## Travail demandé
A – Recopiez le passage de l'extrait qui va de « Le moment est » à « application dans l’agriculture. ».
B – D'après l'extrait, à quelle condition la règle la plus importante autorise-t-elle à nuire à un animal ?

## Extrait du document
+---+

Les faits démontrent clairement que, si la Suisse veut atteindre les objectifs de durabilité de l’agenda 2030 qu’elle a ratifiés, la consommation de viande, de poisson, d’œufs et de produits laitiers par habitant·e doit diminuer. Face à ces données, la réaction du monde politique et des groupes d’intérêt investis dans le statu quo est habituellement marquée par un déni partiel, voire total, de la réalité.

Le moment est venu de changer de cap : nous devons absolument aborder la question de la réduction massive du nombre d’animaux dans l’agriculture. Et parce qu’une structure complexe comme le système alimentaire ne peut pas être réformée avec des solutions qui se suivent et qui traitent toutes les symptômes plutôt que les causes, nous devons penser de manière systémique. Cela implique une vision qui inclut l’amélioration continue du système actuel, qui vise à réduire la consommation de produits d’origine animale par habitant·e et qui s’efforce, à moyen terme, de remplacer totalement ces produits. Les principes 3R, connus de la recherche scientifique, agissent à tous ces niveaux et se prêtent donc parfaitement à une application dans l’agriculture.

Les principes 3R font partie d’un concept appliqué dans la recherche scientifique impliquant des animaux. Il existe aujourd’hui un large consensus sur le fait que cela soulève des questions éthiques difficiles. Cette prise de conscience a donné naissance à des règles qui, depuis qu’elles sont appliquées en Suisse, ont entraîné un recul sensible des expériences sur les animaux. La règle la plus importante est celle qui stipule qu’il n’est permis de nuire à un animal que s’il a pu être prouvé qu’il n’existe aucune alternative valable. Or, dans l’agriculture, des millions d’animaux sains sont tués après quelques mois de vie, sans qu’il ne soit nécessaire d’apporter la moindre preuve de l’absence d’alternative. Cela nuit non seulement aux animaux, mais aussi à notre environnement.

+---+

## Données affichées
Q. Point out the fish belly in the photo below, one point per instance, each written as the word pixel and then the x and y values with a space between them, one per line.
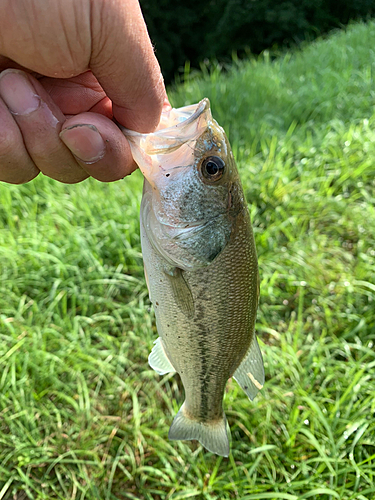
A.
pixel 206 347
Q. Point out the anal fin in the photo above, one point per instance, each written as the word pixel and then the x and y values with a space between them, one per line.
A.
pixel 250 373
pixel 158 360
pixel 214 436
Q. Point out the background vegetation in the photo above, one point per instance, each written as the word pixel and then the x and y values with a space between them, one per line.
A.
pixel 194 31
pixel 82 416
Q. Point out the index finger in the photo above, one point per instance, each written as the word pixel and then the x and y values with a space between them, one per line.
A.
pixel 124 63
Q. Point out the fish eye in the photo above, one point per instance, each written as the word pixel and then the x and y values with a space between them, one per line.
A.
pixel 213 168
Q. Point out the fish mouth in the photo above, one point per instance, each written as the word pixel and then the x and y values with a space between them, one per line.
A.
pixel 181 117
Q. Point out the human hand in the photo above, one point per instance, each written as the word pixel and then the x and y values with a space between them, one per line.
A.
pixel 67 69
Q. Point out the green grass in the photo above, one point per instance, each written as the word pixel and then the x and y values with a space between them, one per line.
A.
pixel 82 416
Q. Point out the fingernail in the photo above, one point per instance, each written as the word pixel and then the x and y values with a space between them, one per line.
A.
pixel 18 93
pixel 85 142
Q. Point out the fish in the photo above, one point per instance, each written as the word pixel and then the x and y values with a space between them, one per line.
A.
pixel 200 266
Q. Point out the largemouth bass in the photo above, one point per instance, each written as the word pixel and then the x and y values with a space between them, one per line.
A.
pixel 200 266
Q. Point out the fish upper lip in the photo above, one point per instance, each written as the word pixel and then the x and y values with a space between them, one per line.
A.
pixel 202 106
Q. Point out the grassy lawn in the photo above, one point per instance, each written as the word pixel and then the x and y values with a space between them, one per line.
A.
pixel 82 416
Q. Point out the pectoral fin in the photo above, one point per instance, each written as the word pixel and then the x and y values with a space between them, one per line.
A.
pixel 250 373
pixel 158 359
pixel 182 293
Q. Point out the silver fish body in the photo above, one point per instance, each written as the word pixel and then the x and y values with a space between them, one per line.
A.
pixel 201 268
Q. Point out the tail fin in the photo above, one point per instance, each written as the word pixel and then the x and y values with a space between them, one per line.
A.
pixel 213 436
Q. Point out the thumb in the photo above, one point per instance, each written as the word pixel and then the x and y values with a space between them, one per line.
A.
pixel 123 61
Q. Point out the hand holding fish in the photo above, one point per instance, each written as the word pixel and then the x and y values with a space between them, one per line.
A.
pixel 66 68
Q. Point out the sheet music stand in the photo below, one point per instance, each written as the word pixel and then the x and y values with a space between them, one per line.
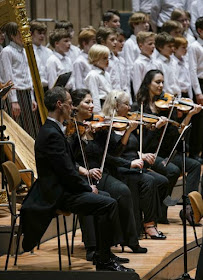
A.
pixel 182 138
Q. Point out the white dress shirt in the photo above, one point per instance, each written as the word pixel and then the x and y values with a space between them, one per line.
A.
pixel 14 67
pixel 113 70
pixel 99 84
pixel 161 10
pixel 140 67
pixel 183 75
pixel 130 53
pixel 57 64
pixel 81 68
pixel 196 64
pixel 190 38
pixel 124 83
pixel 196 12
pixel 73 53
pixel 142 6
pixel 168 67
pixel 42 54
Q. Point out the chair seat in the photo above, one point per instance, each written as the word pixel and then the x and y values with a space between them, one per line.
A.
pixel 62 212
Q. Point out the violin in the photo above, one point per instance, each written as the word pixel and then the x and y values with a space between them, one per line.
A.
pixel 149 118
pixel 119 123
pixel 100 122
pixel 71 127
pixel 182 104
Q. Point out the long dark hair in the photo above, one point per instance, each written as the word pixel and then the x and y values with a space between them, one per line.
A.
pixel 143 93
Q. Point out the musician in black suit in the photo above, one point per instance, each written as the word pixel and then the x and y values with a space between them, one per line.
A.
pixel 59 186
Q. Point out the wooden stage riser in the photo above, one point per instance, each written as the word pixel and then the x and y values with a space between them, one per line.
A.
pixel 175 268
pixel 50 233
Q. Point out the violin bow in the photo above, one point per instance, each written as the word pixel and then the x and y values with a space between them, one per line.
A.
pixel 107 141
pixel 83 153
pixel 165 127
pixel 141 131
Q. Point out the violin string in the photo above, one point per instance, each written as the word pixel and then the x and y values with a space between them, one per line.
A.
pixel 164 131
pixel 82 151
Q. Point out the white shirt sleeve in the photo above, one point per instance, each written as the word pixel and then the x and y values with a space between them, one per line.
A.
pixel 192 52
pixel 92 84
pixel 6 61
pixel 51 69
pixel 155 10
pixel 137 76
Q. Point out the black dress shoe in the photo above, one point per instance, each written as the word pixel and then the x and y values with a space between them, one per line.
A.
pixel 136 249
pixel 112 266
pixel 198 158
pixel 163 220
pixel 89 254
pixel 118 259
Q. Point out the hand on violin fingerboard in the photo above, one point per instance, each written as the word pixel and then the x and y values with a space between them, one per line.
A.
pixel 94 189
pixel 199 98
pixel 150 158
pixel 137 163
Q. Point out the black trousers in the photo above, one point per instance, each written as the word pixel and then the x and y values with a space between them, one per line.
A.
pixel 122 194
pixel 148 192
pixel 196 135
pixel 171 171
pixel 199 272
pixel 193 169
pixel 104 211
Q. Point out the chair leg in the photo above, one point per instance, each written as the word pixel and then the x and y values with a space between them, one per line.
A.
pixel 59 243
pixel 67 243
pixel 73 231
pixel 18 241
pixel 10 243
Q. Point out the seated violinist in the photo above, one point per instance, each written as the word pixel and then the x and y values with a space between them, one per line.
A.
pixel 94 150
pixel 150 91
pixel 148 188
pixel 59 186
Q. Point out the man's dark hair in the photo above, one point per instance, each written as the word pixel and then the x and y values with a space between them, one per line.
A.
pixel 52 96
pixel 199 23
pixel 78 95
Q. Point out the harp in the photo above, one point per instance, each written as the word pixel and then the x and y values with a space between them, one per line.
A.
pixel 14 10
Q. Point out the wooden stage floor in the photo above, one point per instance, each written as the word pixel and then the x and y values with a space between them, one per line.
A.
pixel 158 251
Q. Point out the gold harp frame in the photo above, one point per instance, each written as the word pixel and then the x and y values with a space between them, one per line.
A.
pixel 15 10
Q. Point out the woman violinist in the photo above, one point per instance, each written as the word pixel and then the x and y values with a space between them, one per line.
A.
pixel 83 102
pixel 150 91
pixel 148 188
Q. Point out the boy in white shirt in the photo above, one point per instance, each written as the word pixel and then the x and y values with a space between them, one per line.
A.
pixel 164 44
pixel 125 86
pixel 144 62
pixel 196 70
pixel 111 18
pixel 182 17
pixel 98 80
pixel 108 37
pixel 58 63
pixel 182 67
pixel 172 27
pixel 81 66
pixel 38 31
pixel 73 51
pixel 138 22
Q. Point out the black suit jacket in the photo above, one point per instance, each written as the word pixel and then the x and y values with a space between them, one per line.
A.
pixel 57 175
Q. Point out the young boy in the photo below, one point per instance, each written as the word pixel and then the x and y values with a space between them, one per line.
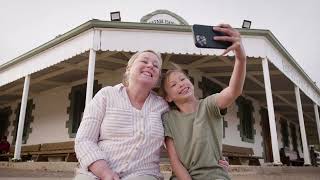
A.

+---+

## Réponses aux consignes
A –
Le moment est venu de changer de cap : nous devons absolument aborder la question de la réduction massive du nombre d’animaux dans l’agriculture. Et parce qu’une structure complexe comme le système alimentaire ne peut pas être réformée avec des solutions qui se suivent et qui traitent toutes les symptômes plutôt que les causes, nous devons penser de manière systémique. Cela implique une vision qui inclut l’amélioration continue du système actuel, qui vise à réduire la consommation de produits d’origine animale par habitant·e et qui s’efforce, à moyen terme, de remplacer totalement ces produits. Les principes 3R, connus de la recherche scientifique, agissent à tous ces niveaux et se prêtent donc parfaitement à une application dans l’agriculture.

B – Seulement s'il a pu être prouvé qu'il n'existe aucune alternative valable.